- **Exercise directions**
Count the lines in the records below that contain the string "pool", treating uppercase and lowercase as different. Reply with only the number.

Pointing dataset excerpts

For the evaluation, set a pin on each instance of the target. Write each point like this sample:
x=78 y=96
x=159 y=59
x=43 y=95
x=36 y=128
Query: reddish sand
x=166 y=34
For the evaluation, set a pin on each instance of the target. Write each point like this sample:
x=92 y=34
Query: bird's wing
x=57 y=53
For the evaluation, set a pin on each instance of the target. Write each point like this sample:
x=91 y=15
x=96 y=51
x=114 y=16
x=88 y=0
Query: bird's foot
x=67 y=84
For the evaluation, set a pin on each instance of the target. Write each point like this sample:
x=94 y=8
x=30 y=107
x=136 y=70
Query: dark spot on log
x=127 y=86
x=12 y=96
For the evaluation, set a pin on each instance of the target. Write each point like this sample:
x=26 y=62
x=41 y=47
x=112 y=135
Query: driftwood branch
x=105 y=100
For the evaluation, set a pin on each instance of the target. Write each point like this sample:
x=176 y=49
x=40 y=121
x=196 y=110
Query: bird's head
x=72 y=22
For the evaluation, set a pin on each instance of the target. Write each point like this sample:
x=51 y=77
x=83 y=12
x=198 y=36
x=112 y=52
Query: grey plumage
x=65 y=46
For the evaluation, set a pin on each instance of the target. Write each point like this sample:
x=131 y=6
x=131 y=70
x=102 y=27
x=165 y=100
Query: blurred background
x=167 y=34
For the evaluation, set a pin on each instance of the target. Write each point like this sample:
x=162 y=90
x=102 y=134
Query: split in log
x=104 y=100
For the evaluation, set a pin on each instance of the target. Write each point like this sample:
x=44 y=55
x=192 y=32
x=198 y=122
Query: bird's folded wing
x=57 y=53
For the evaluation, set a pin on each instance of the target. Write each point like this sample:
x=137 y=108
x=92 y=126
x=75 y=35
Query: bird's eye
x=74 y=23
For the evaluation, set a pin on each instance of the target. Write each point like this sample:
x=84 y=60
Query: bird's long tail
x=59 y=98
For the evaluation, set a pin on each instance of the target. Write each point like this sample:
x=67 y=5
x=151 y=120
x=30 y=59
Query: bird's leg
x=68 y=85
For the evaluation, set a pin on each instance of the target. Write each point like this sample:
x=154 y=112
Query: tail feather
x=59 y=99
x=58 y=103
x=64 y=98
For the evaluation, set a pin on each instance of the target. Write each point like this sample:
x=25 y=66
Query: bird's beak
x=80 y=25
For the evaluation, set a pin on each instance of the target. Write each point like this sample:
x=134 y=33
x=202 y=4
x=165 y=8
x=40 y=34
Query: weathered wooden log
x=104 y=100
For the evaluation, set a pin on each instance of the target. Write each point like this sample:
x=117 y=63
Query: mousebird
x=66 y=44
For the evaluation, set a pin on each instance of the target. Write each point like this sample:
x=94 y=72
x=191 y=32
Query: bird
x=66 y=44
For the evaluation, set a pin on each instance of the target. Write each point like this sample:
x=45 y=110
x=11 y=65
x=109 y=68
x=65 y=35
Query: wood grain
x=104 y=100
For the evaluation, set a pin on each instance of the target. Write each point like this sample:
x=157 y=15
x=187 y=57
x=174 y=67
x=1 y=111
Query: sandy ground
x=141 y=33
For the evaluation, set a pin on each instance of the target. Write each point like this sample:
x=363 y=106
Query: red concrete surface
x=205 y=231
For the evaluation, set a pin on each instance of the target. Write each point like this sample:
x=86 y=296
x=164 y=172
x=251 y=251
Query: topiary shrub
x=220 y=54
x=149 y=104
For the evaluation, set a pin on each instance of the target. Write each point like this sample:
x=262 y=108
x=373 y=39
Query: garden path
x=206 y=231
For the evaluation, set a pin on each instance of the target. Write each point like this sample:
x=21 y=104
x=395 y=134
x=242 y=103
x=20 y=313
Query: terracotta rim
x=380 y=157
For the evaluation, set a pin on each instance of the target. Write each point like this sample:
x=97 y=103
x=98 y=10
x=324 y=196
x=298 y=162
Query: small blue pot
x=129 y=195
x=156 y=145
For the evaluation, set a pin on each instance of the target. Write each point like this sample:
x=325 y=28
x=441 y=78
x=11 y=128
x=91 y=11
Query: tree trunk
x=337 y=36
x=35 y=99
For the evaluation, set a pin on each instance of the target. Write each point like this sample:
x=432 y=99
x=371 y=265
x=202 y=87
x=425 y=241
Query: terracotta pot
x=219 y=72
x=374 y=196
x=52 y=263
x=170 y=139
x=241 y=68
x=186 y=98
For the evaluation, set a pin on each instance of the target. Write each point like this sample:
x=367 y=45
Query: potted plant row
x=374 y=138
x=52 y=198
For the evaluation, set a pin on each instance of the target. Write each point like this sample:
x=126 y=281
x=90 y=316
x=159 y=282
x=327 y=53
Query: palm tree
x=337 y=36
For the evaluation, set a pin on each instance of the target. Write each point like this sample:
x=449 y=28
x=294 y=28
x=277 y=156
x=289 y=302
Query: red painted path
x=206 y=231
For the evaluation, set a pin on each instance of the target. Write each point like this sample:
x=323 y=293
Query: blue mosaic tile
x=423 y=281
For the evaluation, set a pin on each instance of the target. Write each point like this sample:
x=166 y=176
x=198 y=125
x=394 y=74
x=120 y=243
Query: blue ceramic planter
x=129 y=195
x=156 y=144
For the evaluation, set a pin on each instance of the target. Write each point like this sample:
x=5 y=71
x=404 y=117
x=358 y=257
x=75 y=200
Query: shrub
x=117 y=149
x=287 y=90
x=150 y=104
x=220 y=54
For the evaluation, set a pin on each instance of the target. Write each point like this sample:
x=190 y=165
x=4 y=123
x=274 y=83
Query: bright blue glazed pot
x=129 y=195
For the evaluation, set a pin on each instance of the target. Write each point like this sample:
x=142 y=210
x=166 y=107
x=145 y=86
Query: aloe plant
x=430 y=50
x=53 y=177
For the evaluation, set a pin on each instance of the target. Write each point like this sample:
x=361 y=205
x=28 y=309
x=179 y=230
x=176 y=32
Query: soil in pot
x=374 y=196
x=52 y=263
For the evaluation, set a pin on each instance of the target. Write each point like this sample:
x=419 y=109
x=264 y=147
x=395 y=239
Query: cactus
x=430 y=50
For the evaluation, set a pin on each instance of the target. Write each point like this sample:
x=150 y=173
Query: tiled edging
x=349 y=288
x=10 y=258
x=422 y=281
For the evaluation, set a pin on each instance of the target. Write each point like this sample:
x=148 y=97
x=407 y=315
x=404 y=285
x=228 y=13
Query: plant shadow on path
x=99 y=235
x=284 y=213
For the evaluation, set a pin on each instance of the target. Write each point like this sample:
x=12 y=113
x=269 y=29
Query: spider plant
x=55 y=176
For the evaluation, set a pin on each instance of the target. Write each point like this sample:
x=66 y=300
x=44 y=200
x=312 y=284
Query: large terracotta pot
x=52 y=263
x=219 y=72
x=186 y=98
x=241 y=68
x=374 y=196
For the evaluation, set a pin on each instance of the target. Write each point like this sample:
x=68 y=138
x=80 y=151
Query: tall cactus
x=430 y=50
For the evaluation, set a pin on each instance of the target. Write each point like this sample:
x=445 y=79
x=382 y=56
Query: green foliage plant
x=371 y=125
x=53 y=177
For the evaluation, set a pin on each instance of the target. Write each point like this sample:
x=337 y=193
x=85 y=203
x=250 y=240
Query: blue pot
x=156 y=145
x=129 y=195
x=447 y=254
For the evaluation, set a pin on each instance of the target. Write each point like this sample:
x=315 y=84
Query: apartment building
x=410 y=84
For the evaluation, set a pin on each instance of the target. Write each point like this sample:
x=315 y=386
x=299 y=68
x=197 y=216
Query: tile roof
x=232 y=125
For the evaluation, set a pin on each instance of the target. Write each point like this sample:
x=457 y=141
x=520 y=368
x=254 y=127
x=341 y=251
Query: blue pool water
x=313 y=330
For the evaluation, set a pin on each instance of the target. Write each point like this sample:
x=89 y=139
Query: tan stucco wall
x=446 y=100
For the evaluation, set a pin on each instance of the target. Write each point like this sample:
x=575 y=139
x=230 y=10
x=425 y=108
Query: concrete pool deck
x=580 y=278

- **Output for this exercise**
2